| Goal |
Extract every line starting at the line that contains "I would be grateful if you could mark the white shirt" and ending with the final line of the data, inclusive; give only those lines, word for word.
------ Input data ------
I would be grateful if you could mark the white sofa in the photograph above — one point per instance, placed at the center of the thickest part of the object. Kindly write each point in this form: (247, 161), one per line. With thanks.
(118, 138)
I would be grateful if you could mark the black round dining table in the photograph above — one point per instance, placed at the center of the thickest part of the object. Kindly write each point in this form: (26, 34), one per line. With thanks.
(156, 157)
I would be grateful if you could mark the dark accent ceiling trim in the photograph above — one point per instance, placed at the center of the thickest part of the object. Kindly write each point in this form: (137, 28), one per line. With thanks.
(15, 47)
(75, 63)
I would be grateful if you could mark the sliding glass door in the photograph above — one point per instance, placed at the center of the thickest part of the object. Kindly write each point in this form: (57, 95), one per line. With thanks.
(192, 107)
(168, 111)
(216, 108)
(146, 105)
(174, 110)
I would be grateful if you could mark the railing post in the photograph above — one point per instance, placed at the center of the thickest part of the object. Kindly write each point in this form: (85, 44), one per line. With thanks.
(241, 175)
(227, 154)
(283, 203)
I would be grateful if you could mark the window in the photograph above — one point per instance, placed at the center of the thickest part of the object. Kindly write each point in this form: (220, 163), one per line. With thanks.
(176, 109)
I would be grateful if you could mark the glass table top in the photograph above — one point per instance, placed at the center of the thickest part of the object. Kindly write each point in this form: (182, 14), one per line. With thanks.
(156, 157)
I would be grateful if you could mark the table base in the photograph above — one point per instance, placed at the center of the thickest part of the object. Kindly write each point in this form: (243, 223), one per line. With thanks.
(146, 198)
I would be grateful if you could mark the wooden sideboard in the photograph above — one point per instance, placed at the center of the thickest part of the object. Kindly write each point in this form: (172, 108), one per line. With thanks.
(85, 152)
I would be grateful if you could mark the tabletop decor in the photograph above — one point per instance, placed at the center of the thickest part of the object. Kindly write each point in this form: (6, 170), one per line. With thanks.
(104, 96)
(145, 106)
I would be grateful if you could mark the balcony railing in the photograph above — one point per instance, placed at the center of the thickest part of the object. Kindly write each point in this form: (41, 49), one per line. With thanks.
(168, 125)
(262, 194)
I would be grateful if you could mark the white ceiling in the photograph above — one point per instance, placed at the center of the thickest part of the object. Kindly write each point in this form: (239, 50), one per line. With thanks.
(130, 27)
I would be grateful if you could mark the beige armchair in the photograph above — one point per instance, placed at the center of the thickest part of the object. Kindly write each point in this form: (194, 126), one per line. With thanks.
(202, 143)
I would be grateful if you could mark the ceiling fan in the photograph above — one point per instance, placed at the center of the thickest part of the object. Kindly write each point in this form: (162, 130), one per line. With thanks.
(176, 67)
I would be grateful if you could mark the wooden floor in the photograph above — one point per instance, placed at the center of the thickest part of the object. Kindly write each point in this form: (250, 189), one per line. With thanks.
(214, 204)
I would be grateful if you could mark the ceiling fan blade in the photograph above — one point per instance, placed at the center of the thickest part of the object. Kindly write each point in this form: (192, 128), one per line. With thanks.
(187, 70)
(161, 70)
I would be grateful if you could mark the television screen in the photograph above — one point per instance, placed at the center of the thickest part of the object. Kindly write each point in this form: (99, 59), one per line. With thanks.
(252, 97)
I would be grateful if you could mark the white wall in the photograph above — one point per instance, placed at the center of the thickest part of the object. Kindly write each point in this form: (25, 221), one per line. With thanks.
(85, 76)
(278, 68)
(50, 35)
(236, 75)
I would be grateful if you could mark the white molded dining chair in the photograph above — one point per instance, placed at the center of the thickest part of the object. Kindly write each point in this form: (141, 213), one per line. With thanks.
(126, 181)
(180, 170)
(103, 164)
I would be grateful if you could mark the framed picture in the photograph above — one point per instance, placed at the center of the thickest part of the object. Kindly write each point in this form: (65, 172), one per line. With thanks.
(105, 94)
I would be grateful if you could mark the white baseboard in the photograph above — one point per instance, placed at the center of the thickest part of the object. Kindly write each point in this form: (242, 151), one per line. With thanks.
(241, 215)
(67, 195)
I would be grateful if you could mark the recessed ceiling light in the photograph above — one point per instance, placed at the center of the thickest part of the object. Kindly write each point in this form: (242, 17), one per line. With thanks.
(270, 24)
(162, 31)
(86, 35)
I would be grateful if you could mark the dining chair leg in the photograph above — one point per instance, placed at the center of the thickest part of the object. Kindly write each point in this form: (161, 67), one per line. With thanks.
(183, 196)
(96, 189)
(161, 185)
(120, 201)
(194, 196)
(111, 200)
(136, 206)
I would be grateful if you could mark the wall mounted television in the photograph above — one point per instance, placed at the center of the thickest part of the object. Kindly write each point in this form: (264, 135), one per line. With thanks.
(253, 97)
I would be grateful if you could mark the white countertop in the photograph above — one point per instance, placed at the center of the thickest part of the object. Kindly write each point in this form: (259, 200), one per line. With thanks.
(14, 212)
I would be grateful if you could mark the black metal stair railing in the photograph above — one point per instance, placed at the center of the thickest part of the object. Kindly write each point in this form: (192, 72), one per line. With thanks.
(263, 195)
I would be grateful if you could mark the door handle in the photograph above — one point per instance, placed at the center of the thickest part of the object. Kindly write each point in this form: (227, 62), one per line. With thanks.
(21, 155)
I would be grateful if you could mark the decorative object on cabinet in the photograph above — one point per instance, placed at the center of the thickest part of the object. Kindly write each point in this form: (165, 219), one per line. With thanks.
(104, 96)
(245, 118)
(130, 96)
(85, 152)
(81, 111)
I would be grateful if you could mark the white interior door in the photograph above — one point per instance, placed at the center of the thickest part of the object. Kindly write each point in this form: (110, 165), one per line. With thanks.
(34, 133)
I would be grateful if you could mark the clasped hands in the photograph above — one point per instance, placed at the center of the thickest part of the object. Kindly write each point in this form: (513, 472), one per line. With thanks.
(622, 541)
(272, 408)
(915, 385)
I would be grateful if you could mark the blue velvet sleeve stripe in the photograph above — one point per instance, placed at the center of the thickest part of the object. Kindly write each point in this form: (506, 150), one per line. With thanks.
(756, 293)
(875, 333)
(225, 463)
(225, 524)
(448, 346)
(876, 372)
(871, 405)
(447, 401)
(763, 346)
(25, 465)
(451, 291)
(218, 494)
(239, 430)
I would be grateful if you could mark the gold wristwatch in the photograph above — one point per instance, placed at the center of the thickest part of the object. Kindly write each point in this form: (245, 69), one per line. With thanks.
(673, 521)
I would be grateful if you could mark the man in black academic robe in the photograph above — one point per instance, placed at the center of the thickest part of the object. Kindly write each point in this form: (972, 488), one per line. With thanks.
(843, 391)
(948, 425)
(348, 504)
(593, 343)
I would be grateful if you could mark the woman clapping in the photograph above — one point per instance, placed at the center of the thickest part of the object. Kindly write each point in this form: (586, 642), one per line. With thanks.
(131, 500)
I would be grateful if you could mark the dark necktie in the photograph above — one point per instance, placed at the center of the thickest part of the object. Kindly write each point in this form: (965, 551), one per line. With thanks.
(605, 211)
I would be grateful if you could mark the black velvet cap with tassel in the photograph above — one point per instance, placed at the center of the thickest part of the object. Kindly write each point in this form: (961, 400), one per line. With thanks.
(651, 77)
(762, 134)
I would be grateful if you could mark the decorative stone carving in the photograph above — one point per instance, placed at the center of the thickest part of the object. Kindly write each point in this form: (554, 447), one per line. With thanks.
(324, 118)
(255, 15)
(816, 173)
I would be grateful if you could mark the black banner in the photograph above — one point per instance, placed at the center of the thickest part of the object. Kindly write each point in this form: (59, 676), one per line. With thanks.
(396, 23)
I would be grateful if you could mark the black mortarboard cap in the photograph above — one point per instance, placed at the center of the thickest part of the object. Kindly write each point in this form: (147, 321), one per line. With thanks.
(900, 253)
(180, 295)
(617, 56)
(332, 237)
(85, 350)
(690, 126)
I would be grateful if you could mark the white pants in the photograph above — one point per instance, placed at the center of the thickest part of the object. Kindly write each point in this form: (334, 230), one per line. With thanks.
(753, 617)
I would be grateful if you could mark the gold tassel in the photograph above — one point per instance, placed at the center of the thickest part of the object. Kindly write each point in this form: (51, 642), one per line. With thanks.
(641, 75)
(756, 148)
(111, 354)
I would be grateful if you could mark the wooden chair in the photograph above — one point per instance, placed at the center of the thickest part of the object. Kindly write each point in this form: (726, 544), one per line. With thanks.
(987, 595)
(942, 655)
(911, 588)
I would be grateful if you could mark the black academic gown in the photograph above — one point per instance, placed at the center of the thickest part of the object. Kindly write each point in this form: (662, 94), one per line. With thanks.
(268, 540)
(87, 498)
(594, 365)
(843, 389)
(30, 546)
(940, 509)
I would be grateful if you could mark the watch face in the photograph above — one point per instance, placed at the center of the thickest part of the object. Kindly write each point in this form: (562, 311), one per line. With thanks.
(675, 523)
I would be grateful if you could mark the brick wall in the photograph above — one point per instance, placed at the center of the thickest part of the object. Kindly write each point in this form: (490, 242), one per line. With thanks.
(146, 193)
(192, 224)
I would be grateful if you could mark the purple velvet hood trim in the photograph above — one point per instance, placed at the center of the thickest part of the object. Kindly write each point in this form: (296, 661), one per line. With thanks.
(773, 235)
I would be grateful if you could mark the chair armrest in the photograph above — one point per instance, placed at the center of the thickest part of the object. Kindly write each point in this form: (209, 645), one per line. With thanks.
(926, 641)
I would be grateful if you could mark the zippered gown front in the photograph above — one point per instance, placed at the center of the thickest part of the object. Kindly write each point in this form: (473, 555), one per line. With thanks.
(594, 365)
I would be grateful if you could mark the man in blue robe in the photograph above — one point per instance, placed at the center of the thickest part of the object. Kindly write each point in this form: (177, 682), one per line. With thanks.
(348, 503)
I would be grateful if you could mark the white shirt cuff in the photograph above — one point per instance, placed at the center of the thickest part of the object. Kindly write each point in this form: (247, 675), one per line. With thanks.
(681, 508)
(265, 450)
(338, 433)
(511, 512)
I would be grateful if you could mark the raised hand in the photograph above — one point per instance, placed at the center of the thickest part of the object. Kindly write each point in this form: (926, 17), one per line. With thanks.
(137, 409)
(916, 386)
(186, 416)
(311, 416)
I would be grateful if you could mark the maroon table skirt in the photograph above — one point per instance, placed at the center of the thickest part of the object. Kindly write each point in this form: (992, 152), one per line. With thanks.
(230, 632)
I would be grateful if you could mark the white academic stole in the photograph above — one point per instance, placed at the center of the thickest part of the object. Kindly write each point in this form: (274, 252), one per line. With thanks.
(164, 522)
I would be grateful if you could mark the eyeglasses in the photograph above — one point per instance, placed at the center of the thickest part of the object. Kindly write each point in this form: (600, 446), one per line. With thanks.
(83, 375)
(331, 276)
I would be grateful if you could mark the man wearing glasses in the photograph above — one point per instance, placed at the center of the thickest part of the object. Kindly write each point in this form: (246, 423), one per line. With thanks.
------
| Full answer |
I would be grateful if you could mark the white shirt cuff in the photograph above — one point per instance, placed at the center of the thickest part of the object. Kindly write each point in this form: (247, 675), one per line. With thanks.
(681, 508)
(265, 450)
(338, 433)
(511, 512)
I would be grateful if you could mark the raised hand in the photograph above — one point per instance, placed at the center of the thickest part of the object. Kindly write each point in this form: (926, 17), one per line. With thanks.
(137, 409)
(916, 386)
(186, 416)
(311, 416)
I would be grateful if you could mark the maroon table skirt in the photograph above — one point per instance, placed at the center of the thickest part of the object. Kindly write each point in this form: (992, 152), one per line. With thanks.
(230, 632)
I would be grateful if you could mark the white academic stole in the photograph above — one point per instance, placed at the center of the thickest part of the object. Kindly write each point in this form: (274, 252), one per line. With thanks.
(164, 522)
I would be grateful if you could mark the eyeglasses in the photograph above — one point per instance, placed at the center of the thickest part of the object. Kindly write each point in this form: (600, 446), one per line. With thanks.
(83, 375)
(331, 276)
I would be grateful if you could mark the man wearing glasses in the photograph above — one point per instance, placed at the center of the thickest part of the object. Kindly write each point in this form: (246, 423), one per line. With thanks.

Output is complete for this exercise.